+++ The data +++
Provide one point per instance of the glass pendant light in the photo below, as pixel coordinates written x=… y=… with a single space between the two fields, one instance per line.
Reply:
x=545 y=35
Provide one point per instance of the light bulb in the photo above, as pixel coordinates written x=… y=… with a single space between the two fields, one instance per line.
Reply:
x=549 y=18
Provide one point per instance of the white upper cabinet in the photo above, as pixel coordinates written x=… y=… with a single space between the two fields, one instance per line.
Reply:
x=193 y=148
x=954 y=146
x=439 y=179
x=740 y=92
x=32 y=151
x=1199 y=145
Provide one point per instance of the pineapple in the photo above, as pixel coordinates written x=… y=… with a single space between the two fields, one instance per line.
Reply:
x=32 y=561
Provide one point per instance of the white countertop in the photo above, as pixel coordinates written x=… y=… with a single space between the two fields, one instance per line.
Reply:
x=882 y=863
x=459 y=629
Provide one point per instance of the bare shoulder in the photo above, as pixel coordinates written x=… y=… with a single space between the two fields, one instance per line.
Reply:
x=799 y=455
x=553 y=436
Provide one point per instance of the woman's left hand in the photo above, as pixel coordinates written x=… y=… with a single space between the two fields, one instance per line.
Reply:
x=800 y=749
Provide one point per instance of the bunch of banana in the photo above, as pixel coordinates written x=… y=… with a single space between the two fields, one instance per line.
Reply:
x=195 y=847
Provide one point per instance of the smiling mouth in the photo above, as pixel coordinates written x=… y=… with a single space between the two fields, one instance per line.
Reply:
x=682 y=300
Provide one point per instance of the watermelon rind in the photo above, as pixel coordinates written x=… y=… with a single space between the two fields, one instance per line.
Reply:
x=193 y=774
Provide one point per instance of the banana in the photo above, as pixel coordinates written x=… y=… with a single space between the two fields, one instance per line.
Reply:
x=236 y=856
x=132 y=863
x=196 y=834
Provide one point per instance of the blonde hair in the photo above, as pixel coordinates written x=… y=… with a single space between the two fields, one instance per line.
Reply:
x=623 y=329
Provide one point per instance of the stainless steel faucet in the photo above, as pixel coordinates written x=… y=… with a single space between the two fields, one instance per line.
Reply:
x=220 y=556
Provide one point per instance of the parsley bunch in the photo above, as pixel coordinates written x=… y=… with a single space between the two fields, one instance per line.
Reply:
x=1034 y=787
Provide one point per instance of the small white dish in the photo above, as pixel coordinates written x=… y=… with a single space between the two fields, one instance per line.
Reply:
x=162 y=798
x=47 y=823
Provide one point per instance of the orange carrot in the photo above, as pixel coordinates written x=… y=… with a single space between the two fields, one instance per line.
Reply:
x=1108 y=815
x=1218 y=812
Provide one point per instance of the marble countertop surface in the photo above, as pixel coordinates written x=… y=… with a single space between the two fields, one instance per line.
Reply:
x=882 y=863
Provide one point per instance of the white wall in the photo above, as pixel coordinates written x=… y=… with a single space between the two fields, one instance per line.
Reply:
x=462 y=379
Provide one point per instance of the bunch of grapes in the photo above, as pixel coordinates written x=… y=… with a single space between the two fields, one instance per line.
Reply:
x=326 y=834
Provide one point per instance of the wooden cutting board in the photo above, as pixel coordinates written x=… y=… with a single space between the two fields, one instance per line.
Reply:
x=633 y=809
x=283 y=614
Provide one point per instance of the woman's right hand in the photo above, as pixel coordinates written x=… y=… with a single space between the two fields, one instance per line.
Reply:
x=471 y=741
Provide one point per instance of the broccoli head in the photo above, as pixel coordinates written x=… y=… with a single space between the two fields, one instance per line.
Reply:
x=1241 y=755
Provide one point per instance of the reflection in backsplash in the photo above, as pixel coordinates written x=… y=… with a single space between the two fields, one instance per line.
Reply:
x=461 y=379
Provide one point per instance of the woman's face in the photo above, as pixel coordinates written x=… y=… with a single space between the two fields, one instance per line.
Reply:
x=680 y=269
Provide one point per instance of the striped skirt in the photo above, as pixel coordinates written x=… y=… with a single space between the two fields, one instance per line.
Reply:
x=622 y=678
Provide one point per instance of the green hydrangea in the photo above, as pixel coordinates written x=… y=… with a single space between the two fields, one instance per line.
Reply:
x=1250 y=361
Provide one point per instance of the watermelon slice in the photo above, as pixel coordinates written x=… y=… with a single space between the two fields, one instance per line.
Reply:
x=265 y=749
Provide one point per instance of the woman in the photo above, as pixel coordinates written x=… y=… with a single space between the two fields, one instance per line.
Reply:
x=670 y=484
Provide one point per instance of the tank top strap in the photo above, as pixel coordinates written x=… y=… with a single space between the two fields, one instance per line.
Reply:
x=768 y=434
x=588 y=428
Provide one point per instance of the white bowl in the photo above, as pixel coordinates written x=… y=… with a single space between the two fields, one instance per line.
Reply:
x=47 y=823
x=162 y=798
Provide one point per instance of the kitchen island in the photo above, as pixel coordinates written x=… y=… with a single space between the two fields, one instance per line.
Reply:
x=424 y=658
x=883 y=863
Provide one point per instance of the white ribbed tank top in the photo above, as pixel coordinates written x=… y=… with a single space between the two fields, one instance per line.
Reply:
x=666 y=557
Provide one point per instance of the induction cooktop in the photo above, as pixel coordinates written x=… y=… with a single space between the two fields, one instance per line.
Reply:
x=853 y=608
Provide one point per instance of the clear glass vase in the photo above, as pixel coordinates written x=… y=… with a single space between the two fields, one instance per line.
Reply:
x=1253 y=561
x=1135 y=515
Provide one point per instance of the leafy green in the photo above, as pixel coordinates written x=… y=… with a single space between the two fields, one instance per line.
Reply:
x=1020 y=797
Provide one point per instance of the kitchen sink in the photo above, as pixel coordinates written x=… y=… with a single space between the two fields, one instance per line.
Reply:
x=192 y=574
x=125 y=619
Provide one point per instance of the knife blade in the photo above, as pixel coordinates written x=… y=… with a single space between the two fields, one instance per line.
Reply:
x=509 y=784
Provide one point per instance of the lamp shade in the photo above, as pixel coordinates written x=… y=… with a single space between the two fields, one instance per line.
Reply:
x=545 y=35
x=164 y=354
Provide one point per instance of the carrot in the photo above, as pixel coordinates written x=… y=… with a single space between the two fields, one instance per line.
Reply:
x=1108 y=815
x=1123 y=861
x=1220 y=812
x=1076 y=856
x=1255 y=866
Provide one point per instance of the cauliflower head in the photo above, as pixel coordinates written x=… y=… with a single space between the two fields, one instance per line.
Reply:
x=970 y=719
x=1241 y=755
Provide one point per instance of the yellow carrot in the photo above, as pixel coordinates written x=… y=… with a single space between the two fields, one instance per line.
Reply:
+++
== Try it ==
Count up the lines in the listing that hold the word "glass", and give that number only.

== Reply ==
2